Segment Start: INFORMATION PROVIDED
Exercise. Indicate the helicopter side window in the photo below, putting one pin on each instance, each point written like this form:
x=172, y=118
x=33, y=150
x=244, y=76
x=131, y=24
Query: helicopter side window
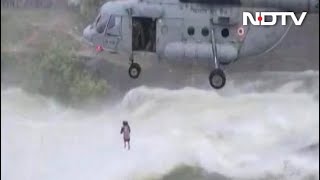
x=101, y=24
x=114, y=26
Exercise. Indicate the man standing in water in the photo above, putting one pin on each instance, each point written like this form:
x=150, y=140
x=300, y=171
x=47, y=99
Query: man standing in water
x=125, y=130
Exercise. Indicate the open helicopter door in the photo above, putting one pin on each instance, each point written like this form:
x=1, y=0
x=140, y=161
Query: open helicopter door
x=113, y=33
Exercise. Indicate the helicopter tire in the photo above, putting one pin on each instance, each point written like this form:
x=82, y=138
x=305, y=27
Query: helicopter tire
x=217, y=79
x=134, y=70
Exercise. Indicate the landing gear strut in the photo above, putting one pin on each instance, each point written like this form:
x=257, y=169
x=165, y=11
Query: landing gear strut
x=134, y=69
x=217, y=78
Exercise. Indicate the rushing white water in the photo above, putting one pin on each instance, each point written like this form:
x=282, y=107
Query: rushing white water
x=240, y=132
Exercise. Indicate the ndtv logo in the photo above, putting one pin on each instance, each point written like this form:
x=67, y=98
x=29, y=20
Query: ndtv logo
x=260, y=19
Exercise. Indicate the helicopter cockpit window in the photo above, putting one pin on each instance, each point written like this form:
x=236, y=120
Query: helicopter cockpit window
x=114, y=26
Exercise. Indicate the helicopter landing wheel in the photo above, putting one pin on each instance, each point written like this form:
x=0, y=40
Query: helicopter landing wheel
x=217, y=79
x=134, y=70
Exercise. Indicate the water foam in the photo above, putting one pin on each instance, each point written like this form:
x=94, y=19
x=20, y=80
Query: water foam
x=246, y=135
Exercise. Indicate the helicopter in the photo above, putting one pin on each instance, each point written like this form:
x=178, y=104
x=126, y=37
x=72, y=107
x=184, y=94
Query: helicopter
x=214, y=33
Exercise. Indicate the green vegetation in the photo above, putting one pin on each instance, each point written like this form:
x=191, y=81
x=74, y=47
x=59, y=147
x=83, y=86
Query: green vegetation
x=40, y=56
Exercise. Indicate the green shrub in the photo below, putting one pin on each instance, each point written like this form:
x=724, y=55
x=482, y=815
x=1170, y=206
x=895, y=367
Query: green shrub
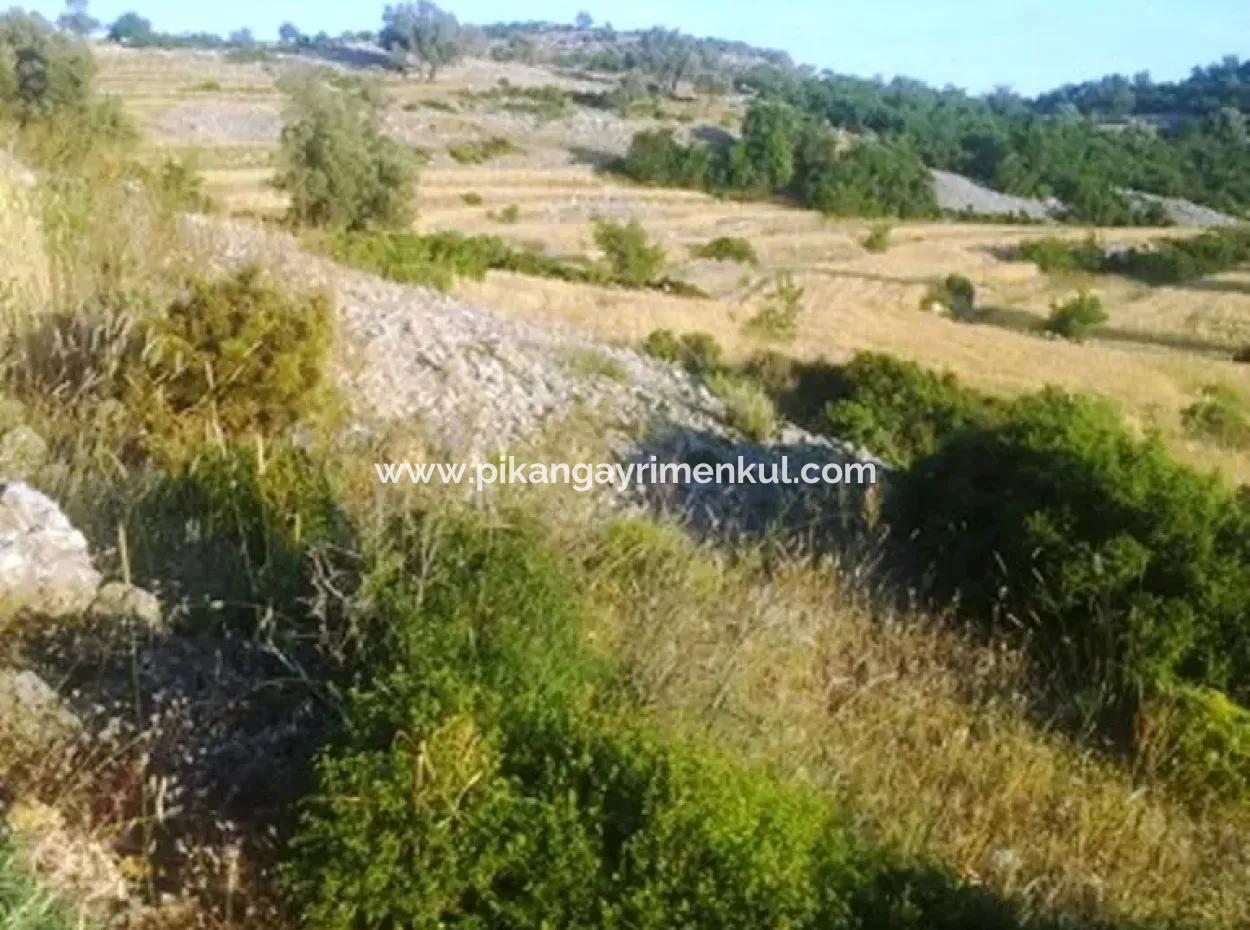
x=699, y=353
x=656, y=156
x=633, y=259
x=43, y=73
x=779, y=316
x=1074, y=319
x=231, y=528
x=481, y=151
x=1179, y=260
x=955, y=294
x=1220, y=416
x=899, y=410
x=726, y=249
x=1123, y=569
x=878, y=240
x=338, y=166
x=748, y=409
x=239, y=353
x=509, y=215
x=1198, y=739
Segment End: INFORMATION PROVIDED
YOUR TASK: Among the lines above, find those carrying the word "below" and copy them out.

REPLY TO THE EXERCISE:
Exercise. Indicate the helicopter side window in the photo below, putting one pin on each instance, each point written like this form:
Exercise. Indicate the green shrub in the photo below, putting one pin on each instance, each point written like this form:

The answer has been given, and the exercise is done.